**Artikel:**
Bijvoorbeeld: een situatie met drie mede-eigenaren waarvan de eerste eigenaar 5/8 bezit, de tweede 1/8 en de derde 2/8. Degene die het grootste aandeel in het recht heeft, dus in dit geval de eerstgenoemde eigenaar met 5/8 aandeel, dient als belastingplichtige aangewezen te worden.

 

Onderdeel b regelt dat in alle gevallen waar de mede-eigendom tussen een natuurlijk persoon en een niet-natuurlijke persoon gelijk is verdeeld, de aanslag op naam van de natuurlijke persoon wordt gesteld.

 

Onderdelen c tot en met e voorzien in de situatie waarbij meerdere personen ten aanzien van een onroerende zaak gelijkwaardige rechten krachtens eigendom, bezit of beperkt recht hebben en tevens een gelijkwaardig aandeel in het recht hebben.

**Opdracht a:** Noem alle aandelen die de drie mede-eigenaren bezitten in het voorbeeld uit het artikel over mede-eigendom.
Het artikel en de records zijn afkomstig uit verschillende bronnen.

**Invoerrecords:**
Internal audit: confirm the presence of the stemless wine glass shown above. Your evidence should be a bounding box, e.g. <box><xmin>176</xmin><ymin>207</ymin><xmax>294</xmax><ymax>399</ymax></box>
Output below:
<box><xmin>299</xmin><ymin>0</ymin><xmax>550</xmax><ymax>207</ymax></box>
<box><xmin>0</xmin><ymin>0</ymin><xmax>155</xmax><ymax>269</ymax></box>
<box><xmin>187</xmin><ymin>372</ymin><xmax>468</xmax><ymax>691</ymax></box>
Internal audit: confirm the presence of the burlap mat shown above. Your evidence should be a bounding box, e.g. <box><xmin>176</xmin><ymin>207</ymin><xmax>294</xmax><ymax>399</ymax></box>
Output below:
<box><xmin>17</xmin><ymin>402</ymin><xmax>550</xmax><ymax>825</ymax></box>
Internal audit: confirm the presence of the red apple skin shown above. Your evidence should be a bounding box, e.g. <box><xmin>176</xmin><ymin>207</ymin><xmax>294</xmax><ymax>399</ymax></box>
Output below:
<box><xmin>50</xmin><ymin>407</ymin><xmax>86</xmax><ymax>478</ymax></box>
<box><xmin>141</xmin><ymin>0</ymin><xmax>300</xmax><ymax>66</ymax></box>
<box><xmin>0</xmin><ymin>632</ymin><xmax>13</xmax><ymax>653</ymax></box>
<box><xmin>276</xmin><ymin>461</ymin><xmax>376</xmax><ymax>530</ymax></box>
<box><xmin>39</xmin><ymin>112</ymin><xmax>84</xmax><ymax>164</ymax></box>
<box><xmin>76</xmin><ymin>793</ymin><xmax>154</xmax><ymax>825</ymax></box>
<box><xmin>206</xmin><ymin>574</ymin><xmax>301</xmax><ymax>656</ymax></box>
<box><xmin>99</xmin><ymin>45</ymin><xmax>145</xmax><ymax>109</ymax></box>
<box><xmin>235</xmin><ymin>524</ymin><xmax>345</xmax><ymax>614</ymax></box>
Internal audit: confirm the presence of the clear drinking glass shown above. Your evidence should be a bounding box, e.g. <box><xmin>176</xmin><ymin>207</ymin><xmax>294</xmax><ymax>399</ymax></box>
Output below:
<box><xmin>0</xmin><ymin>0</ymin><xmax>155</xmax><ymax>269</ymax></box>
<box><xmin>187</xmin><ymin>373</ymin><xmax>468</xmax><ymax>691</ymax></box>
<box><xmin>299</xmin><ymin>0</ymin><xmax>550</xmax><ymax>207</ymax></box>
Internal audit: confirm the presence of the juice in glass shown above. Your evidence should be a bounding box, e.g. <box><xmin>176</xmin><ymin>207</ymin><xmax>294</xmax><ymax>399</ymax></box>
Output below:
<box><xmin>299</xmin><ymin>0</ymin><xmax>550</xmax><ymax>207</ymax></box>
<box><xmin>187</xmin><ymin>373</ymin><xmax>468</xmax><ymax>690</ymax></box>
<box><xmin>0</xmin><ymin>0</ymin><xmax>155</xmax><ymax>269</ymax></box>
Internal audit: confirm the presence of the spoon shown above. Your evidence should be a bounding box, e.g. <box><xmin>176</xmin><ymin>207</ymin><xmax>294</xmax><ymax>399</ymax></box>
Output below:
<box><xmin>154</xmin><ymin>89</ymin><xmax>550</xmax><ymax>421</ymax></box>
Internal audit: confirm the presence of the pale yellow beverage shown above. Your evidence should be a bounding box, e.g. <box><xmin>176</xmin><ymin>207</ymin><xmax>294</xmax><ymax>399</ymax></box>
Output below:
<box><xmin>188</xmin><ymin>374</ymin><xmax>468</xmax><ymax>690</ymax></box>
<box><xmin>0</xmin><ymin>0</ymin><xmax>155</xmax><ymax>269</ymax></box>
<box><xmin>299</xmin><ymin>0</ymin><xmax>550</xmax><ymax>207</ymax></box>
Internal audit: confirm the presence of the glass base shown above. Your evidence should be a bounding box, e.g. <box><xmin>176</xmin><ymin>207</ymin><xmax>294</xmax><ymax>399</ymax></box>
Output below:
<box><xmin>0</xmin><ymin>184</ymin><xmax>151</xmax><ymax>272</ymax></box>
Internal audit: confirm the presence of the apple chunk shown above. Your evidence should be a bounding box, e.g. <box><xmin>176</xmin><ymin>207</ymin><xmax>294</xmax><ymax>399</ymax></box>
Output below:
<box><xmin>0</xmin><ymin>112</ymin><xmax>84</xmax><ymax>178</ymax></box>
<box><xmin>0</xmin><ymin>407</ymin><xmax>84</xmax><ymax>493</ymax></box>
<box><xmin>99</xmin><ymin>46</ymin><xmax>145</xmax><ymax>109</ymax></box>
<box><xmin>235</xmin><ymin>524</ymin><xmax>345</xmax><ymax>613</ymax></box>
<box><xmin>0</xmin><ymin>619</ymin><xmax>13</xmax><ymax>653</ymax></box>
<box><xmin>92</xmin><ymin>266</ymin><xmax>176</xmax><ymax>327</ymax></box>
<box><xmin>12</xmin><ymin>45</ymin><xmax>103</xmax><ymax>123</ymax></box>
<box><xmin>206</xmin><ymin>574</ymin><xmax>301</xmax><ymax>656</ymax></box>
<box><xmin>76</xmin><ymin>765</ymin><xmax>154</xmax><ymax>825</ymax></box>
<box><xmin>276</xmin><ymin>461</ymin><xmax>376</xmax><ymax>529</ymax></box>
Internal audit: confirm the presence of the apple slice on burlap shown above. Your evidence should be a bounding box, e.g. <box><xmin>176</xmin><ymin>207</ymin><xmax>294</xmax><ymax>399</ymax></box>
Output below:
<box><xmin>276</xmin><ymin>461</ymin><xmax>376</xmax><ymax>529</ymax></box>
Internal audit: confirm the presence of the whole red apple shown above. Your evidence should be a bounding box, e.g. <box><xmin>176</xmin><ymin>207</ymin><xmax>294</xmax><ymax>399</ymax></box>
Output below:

**Opdracht b:** Geef het gedeelte van de records dat begint bij de regel met "Internal audit: confirm the presence of the whole" en doorloopt tot het einde van de records, letterlijk opnieuw weer.

**Uitwerking a:** 5/8, 1/8 en 2/8

**Uitwerking b:**
Internal audit: confirm the presence of the whole red apple shown above. Your evidence should be a bounding box, e.g. <box><xmin>176</xmin><ymin>207</ymin><xmax>294</xmax><ymax>399</ymax></box>
Output below:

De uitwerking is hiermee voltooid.